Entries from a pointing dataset
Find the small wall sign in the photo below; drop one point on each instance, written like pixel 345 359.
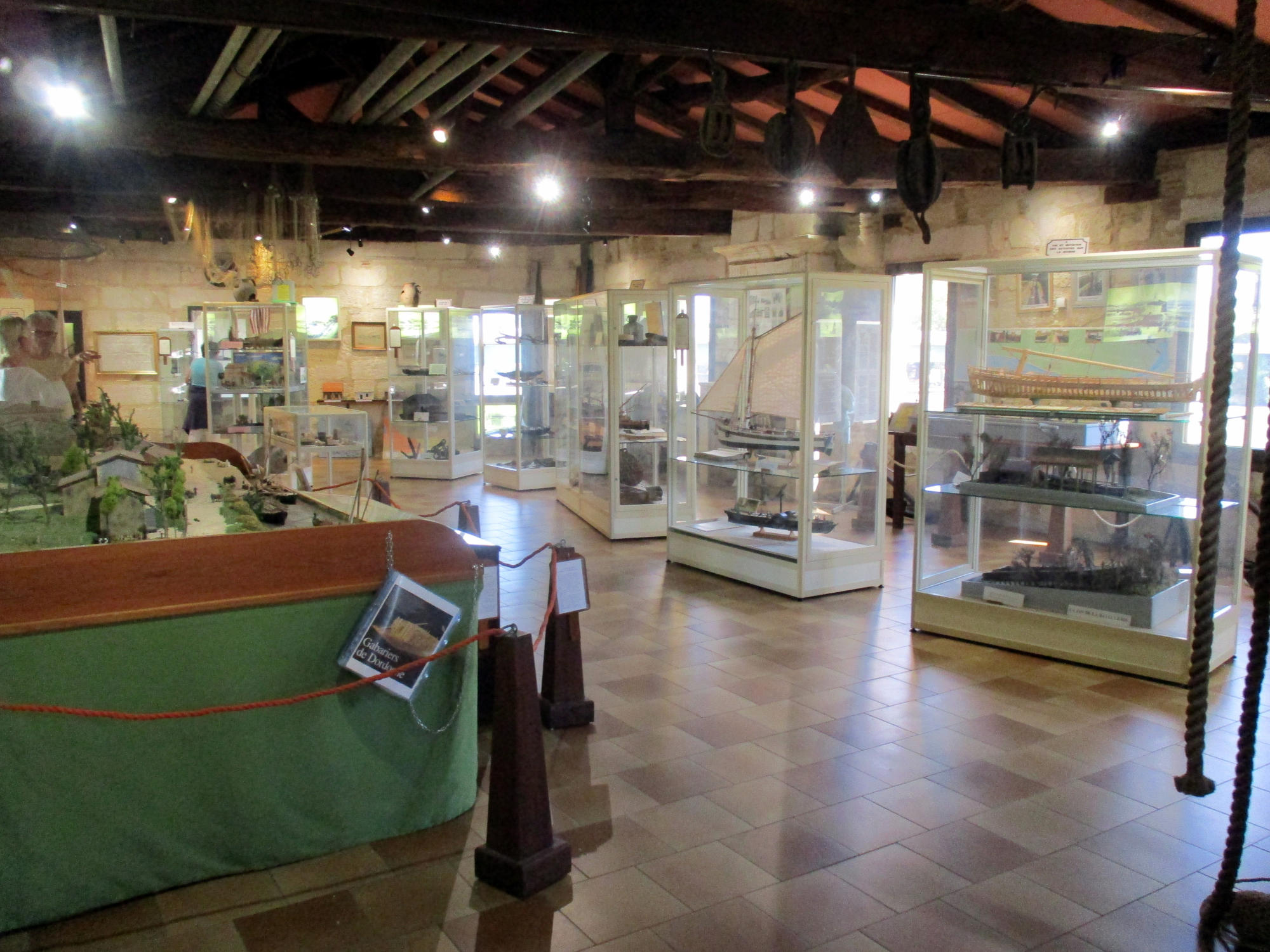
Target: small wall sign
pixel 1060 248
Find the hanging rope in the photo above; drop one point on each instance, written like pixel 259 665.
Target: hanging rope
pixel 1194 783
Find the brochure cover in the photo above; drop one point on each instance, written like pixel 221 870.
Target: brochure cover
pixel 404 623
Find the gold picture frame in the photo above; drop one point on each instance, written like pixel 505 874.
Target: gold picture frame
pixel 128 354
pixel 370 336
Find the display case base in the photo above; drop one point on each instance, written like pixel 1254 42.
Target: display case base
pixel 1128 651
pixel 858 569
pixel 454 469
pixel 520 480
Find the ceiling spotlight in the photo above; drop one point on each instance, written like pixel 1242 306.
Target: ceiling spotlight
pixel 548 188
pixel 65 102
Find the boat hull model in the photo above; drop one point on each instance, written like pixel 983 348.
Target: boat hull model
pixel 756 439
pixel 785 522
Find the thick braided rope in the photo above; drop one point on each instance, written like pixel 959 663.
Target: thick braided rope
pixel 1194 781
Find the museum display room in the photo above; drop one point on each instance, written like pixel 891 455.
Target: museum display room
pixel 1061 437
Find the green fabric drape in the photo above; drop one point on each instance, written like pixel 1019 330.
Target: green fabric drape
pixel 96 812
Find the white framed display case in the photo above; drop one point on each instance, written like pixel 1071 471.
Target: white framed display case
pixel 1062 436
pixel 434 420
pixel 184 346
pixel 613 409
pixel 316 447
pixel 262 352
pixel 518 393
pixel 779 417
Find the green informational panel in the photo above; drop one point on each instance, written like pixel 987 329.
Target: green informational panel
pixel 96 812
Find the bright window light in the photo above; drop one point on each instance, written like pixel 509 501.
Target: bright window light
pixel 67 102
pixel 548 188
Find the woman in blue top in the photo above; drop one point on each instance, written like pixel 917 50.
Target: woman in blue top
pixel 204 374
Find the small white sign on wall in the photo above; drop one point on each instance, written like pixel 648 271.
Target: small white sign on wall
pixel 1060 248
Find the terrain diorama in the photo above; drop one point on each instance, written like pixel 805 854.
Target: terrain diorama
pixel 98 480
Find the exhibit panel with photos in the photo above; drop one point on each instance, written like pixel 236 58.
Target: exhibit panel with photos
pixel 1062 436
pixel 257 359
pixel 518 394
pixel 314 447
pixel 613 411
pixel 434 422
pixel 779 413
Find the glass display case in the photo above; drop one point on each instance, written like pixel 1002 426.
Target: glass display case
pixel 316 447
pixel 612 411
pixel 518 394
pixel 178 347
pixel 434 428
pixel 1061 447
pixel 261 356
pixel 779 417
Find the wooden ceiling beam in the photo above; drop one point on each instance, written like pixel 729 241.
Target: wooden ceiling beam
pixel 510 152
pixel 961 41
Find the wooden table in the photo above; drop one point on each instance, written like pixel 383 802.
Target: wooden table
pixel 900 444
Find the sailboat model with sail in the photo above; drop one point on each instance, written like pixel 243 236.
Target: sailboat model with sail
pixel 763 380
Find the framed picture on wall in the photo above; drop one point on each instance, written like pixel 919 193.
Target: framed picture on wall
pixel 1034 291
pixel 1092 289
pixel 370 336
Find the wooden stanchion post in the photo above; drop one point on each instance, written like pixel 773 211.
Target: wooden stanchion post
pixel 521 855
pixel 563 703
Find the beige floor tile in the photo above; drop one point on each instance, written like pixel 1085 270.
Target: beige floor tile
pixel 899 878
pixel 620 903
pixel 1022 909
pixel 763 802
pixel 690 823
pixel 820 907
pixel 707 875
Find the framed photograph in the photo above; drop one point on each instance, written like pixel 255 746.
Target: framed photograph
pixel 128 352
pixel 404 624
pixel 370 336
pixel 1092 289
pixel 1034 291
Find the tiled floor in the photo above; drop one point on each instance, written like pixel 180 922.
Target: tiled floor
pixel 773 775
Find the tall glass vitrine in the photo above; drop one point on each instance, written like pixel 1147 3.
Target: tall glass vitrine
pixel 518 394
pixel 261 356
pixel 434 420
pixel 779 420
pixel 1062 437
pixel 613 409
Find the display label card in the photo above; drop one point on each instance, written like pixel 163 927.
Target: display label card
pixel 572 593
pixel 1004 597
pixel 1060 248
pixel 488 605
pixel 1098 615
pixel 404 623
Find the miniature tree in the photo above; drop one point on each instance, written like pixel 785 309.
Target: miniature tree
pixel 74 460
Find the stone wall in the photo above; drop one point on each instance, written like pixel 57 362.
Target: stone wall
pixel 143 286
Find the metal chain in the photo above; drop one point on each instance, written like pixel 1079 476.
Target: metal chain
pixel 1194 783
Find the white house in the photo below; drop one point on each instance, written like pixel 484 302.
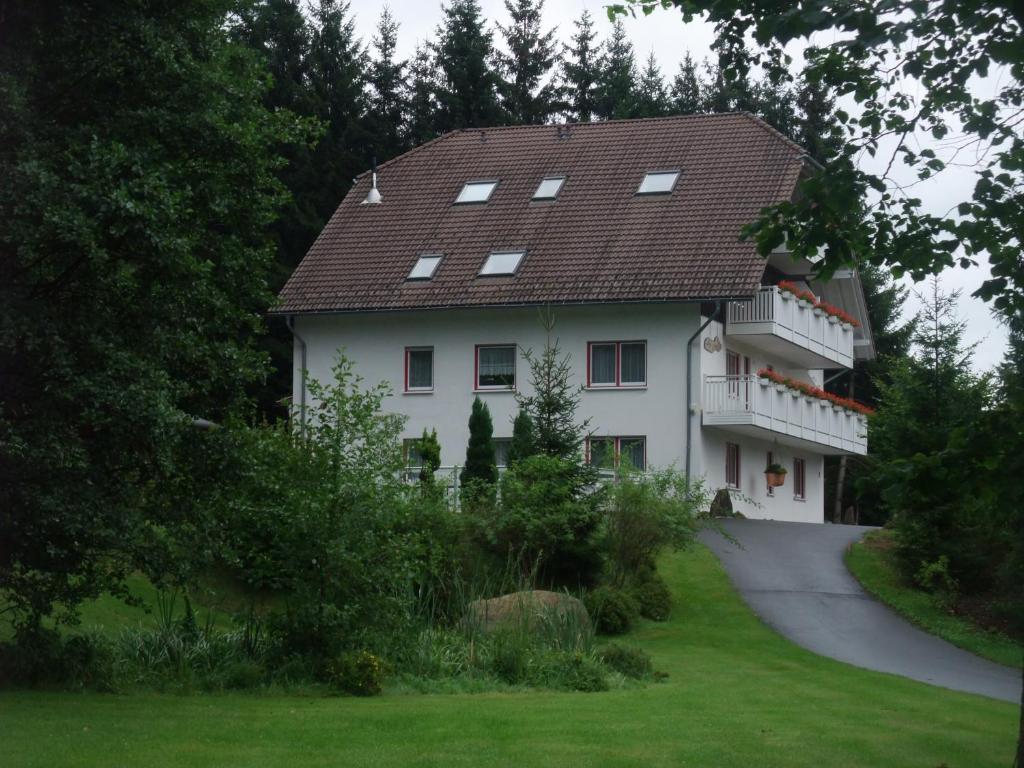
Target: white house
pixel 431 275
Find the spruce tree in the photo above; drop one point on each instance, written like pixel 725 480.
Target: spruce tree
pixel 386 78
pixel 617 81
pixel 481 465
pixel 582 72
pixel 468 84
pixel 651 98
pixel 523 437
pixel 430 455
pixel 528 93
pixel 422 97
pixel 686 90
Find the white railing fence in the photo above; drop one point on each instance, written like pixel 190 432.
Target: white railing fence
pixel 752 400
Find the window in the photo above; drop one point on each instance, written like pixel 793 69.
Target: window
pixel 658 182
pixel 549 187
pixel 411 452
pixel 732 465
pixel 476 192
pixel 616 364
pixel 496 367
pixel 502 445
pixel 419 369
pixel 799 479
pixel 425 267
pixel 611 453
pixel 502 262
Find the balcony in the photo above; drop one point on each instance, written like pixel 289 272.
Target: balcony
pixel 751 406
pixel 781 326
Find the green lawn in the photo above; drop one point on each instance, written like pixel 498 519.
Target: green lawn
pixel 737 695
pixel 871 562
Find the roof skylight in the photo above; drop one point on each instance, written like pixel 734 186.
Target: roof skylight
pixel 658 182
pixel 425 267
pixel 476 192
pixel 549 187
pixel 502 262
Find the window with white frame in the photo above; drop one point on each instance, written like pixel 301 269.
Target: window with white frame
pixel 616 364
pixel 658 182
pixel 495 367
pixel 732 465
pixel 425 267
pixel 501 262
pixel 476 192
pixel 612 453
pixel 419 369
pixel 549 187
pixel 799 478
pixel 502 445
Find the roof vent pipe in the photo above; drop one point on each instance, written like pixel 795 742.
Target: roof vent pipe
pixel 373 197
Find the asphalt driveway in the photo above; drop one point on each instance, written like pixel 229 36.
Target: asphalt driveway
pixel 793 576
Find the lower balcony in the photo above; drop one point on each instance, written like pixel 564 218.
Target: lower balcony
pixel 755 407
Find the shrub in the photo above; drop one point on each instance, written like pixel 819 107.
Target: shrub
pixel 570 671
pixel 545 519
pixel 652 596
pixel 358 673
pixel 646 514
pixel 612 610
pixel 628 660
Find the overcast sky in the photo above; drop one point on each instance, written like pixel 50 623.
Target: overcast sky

---

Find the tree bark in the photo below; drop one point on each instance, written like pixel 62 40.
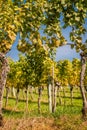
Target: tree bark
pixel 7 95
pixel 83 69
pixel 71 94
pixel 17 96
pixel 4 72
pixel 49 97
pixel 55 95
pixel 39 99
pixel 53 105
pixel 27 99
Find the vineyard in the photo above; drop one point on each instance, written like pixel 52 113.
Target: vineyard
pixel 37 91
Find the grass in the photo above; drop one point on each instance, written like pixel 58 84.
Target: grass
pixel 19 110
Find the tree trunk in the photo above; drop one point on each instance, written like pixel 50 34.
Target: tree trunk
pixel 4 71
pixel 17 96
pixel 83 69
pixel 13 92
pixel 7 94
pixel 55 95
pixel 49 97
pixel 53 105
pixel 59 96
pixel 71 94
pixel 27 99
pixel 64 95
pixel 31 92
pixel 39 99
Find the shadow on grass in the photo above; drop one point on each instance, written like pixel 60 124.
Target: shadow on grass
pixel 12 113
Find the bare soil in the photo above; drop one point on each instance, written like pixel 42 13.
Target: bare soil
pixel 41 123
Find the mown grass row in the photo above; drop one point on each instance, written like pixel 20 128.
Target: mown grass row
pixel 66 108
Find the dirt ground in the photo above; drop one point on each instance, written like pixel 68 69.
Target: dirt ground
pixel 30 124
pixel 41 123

* **Request**
Could you write out the records from the line with "Find the spruce" up to and including the line with "pixel 686 90", swapping "spruce tree" for "pine tree" and leaving everything else unchanged?

* **Written response**
Find the pine tree in the photo above; drop one point on each instance, written like pixel 725 480.
Target: pine tree
pixel 386 78
pixel 617 81
pixel 481 465
pixel 582 72
pixel 468 84
pixel 651 98
pixel 523 437
pixel 430 455
pixel 528 93
pixel 422 97
pixel 686 90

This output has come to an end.